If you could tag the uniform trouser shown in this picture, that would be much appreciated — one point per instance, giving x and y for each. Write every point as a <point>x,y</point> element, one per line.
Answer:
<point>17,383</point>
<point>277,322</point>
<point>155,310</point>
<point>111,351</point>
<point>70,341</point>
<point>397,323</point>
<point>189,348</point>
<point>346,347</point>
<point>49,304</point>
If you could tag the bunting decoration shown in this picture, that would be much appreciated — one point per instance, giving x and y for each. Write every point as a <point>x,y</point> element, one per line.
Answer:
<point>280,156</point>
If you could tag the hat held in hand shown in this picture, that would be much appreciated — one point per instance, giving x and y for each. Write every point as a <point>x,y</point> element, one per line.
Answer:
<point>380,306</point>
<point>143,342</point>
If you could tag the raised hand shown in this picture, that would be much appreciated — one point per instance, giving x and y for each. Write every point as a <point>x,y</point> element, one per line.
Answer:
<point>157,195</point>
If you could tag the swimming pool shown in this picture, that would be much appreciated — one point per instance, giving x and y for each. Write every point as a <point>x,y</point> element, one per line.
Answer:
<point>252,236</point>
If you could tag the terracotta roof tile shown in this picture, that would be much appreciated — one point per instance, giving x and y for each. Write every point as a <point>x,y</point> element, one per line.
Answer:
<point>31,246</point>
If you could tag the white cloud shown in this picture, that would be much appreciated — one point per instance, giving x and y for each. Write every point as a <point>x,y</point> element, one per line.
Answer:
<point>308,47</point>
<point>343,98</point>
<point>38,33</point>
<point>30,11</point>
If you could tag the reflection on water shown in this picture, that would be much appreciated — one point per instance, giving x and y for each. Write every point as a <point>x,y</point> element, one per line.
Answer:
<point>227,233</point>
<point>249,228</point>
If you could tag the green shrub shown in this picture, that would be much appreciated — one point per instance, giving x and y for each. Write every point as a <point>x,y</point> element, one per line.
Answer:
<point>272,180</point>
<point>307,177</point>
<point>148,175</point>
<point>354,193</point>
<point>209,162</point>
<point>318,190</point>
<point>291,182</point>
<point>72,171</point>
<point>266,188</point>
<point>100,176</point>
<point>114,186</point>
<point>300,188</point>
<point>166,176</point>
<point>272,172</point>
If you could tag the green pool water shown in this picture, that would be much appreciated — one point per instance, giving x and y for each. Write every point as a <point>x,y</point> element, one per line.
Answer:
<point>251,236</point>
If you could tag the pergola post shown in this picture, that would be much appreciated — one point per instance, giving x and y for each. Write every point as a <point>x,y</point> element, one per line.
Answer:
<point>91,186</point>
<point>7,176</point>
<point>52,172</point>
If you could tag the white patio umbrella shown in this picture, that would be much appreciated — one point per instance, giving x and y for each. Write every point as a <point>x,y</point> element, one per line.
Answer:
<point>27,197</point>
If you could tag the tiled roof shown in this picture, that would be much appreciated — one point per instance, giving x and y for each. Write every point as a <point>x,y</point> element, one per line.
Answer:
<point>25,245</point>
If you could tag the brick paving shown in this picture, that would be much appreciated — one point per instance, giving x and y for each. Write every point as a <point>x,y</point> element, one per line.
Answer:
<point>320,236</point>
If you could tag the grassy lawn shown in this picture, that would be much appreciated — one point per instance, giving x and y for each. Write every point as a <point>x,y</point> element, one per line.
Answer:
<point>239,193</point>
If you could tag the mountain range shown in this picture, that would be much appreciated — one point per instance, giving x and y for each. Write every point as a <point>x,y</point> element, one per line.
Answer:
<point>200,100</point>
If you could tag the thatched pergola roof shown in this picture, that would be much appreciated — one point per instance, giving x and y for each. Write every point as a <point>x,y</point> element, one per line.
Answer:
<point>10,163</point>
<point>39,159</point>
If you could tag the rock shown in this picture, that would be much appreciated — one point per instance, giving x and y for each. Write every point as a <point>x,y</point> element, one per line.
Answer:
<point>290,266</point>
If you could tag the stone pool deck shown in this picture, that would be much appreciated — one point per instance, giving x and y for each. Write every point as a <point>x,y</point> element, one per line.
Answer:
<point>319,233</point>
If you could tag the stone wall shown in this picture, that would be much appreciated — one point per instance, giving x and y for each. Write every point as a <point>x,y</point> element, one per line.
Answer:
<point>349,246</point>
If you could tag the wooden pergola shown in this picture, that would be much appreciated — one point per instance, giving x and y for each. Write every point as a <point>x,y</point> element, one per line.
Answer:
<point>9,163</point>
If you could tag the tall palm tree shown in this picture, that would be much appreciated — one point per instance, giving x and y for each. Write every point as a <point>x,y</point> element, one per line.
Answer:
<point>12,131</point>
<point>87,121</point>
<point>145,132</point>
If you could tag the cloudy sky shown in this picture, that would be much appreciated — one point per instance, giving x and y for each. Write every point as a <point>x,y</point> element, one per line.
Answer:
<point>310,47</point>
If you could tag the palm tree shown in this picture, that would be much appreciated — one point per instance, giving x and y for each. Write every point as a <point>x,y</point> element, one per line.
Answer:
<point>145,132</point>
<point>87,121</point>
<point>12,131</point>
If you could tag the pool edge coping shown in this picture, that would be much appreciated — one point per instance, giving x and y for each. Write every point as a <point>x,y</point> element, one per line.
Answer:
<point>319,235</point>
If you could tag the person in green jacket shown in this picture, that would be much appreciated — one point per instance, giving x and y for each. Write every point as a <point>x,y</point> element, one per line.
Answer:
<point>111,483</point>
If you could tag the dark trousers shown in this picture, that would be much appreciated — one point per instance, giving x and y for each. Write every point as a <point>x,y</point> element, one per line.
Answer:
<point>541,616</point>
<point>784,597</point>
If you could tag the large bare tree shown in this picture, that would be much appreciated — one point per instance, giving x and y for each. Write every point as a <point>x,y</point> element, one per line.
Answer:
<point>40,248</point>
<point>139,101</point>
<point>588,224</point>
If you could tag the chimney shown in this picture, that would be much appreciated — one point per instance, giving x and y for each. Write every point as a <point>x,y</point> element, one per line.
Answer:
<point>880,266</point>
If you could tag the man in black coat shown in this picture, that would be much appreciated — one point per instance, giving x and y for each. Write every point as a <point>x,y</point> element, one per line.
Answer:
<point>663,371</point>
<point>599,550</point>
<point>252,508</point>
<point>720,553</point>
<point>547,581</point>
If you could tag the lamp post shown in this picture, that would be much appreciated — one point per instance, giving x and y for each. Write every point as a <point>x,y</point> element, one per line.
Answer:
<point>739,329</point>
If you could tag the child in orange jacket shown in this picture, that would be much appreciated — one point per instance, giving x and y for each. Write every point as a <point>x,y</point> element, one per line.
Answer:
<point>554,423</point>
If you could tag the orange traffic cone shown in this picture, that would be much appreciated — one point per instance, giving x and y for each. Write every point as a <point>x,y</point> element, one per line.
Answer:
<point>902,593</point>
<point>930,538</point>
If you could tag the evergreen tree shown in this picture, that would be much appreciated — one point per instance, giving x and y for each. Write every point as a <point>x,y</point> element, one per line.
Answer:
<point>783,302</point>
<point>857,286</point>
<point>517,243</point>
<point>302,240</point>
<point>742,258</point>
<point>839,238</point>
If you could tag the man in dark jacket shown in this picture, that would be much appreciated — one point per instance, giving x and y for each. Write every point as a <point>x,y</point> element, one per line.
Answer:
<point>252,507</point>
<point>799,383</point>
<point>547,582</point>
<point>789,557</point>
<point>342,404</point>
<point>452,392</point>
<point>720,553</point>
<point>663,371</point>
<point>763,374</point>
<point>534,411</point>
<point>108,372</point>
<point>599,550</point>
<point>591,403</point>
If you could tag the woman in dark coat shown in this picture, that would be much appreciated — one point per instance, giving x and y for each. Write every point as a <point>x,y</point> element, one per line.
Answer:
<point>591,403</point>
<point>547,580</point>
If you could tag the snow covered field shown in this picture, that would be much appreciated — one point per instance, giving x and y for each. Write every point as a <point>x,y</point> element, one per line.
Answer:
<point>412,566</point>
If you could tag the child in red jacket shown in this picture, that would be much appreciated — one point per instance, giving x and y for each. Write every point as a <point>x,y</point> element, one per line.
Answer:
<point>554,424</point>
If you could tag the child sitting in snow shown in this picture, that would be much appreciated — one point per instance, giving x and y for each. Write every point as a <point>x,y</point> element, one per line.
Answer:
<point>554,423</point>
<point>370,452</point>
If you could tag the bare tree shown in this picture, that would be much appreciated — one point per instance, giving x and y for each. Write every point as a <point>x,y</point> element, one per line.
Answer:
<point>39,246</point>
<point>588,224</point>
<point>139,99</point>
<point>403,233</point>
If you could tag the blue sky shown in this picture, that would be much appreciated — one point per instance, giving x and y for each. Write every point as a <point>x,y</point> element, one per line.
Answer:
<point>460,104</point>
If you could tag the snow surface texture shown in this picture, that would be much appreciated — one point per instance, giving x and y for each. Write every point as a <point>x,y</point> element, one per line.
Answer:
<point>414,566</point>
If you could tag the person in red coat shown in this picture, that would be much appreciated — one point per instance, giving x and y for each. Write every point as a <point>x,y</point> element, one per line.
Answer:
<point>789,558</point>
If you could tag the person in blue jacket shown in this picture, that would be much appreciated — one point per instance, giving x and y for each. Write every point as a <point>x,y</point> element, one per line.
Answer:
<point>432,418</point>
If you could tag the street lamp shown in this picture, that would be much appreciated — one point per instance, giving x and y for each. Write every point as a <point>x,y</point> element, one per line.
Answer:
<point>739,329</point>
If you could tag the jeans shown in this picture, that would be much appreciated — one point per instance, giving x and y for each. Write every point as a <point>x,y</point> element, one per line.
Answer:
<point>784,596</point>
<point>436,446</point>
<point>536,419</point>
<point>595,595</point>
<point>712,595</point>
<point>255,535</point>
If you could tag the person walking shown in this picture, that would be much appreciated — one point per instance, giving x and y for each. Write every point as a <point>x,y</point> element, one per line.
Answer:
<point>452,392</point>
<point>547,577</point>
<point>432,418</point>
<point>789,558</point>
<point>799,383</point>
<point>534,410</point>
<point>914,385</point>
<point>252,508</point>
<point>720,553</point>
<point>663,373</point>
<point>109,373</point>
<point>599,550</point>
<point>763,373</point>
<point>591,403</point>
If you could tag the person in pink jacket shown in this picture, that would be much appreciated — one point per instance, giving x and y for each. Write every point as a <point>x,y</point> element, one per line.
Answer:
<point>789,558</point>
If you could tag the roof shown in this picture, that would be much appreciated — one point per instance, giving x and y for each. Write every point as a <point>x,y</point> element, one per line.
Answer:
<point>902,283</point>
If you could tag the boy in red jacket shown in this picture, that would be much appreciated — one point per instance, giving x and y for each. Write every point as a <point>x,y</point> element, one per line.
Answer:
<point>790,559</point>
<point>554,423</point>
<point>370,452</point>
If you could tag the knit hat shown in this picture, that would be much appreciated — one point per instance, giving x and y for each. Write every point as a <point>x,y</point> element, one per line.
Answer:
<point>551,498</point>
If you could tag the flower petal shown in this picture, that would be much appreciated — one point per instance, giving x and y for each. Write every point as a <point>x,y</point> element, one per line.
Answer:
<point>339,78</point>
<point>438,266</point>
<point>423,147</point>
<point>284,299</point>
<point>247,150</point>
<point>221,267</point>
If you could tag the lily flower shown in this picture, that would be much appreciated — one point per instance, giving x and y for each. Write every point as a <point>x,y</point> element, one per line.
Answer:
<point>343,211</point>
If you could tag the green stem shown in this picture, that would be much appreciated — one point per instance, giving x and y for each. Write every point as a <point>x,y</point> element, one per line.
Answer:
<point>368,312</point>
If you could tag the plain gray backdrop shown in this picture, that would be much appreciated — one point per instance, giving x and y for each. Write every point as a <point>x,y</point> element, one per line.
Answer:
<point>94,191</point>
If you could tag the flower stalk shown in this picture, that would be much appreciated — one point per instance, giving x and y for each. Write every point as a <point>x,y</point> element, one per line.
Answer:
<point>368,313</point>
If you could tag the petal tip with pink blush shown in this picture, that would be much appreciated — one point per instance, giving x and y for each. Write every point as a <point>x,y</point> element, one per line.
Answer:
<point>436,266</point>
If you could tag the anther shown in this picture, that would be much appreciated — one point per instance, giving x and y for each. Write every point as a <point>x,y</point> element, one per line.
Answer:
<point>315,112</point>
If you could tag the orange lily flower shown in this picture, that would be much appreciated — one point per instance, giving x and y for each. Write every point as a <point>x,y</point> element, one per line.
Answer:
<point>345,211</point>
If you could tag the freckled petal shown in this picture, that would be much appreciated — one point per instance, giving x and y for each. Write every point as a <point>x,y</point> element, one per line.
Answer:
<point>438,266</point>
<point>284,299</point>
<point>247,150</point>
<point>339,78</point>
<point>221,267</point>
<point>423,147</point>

::::::

# ASSIGNMENT
Would you filter the entries above and keep each line that has the word "orange"?

# WRITTEN SOLUTION
If you could tag the child in orange jacket shown in this picture, that would be much appreciated — one point per instance, giving x and y for each. Write every point as a <point>x,y</point> element, one per line.
If you could tag the orange traffic cone shown in this picture, that would be much appreciated — one point per instance, giving x and y for each. Write every point as a <point>x,y</point> element, one per line.
If you could tag the orange lily flower shown in this picture, that would be much appreciated — one point per instance, giving x and y for each. Write every point as a <point>x,y</point> element, one per line.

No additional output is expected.